__Challenge__. Write out, character for character, the line containing "bare shoulder, place" and all lines after it up to the end of the listing.

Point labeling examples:
▼▼▼

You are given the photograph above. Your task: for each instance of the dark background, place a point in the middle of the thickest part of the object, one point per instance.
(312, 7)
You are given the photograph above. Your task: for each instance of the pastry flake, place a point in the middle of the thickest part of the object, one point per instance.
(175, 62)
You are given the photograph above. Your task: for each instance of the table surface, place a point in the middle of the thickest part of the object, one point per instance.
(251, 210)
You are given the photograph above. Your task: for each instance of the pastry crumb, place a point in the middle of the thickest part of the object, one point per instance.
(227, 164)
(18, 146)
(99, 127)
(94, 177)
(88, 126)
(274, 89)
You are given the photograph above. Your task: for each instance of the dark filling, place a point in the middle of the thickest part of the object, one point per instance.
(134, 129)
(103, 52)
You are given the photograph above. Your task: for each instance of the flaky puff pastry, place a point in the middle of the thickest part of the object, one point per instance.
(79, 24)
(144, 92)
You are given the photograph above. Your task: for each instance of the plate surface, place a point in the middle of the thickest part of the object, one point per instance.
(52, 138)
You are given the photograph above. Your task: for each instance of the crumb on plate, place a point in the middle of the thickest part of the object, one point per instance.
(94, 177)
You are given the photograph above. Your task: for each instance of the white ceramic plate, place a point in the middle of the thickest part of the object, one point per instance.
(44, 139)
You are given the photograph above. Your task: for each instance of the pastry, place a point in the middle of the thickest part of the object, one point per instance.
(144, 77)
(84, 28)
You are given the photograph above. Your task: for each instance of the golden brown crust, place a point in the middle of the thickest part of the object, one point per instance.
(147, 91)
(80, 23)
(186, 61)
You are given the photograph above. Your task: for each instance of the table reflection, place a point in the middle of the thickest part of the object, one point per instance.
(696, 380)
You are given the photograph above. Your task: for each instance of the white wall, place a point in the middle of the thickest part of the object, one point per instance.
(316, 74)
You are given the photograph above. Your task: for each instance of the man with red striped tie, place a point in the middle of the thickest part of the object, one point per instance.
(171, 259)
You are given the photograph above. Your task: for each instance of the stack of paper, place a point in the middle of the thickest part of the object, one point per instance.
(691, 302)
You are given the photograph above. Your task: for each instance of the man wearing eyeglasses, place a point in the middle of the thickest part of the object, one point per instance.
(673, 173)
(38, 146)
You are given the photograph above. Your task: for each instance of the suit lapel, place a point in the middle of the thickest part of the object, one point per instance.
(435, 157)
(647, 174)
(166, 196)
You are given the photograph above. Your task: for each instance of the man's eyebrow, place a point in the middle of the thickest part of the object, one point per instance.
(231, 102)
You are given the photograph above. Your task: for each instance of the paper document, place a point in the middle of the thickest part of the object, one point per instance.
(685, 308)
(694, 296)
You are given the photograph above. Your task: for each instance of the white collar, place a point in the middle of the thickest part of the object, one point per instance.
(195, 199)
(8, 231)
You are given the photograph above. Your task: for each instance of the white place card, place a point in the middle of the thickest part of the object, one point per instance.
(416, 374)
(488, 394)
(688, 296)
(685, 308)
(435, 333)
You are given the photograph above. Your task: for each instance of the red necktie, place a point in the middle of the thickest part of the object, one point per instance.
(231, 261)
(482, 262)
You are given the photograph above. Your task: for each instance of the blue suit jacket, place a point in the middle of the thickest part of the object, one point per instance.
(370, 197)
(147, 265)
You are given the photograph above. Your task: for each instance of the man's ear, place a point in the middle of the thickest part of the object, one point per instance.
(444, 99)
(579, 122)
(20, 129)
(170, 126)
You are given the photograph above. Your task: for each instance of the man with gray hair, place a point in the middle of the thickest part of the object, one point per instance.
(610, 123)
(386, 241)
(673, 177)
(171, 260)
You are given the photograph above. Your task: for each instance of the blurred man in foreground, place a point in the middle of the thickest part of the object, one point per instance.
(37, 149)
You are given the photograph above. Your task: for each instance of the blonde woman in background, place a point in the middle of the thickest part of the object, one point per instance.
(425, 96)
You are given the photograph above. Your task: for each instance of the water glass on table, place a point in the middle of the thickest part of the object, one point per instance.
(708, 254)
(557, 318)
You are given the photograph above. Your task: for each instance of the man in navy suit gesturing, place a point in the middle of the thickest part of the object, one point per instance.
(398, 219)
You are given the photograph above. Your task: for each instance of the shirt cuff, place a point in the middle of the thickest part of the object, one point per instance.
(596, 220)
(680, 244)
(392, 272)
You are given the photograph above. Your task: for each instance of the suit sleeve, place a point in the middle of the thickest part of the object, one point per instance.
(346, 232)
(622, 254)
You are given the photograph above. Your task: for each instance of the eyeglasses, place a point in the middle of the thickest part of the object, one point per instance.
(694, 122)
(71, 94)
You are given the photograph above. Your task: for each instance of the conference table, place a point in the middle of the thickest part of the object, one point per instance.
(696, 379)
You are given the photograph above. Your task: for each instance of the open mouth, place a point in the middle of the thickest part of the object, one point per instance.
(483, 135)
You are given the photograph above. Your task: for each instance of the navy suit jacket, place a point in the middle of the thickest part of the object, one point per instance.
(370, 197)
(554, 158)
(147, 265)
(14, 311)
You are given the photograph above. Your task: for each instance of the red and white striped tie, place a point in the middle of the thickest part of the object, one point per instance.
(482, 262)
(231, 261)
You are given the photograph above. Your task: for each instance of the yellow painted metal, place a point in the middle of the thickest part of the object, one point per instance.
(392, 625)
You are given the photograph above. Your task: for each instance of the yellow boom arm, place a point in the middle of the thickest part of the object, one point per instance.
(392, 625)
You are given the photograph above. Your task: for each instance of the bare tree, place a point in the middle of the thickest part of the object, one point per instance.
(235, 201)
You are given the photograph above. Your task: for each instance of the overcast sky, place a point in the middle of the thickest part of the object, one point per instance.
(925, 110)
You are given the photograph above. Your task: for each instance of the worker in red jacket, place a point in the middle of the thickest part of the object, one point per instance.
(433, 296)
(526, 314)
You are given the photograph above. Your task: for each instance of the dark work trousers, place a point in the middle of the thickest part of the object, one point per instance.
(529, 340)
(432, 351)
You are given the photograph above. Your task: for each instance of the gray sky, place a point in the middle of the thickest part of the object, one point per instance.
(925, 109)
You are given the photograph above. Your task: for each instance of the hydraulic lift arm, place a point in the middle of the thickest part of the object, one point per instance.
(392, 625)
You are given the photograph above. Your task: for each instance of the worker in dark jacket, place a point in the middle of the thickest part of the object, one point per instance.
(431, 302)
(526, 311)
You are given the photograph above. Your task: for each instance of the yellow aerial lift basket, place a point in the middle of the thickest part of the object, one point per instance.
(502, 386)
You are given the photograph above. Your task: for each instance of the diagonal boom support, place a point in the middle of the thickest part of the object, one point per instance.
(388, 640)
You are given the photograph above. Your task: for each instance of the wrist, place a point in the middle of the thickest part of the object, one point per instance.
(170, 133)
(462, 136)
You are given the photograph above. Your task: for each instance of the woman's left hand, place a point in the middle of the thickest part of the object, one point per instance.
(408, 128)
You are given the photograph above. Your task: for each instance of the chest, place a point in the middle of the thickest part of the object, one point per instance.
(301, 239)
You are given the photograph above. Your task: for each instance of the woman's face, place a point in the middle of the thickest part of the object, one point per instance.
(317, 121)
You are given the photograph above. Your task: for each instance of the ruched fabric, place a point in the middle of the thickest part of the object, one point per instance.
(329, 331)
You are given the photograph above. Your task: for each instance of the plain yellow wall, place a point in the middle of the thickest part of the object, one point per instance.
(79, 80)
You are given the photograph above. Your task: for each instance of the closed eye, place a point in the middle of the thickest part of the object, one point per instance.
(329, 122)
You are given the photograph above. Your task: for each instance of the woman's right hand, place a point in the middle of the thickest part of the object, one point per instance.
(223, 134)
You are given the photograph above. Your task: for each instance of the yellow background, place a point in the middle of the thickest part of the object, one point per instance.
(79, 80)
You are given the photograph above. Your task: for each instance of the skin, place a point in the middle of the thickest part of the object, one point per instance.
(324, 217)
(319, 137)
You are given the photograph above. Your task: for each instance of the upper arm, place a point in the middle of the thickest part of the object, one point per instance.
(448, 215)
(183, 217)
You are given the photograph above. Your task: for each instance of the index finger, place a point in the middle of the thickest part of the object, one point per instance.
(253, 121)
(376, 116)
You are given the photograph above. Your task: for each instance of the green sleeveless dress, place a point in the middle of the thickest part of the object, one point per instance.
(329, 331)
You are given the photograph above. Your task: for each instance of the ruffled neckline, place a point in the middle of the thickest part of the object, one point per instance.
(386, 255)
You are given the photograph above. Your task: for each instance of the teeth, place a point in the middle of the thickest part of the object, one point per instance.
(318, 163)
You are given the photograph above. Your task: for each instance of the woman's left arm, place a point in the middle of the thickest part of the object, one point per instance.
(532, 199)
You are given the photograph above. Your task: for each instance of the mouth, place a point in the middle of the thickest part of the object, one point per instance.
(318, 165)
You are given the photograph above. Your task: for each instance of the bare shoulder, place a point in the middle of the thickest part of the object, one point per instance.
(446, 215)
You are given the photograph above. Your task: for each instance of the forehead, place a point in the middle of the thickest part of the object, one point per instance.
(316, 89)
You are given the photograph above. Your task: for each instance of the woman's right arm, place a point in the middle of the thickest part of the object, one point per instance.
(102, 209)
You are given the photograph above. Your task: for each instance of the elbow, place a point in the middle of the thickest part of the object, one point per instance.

▲▲▲

__Final answer__.
You are given the photograph above. Your task: for each instance of the bare shoulder, place a point in the middle of the thickest part of the object, one point per instance.
(446, 215)
You are given the photograph above. Your task: for each instance of the forehead, place a point in the middle of the thickest part of the object, one point per instance.
(316, 89)
You are given the photograph above. Your task: for each instance of the woman's right arm, place a point in the middle of the thickest part of the object, one point per instance.
(102, 209)
You are given the photograph above. Your task: for each instance of the elbow, place a point in the middle of the thickest part of the object, one point per instance.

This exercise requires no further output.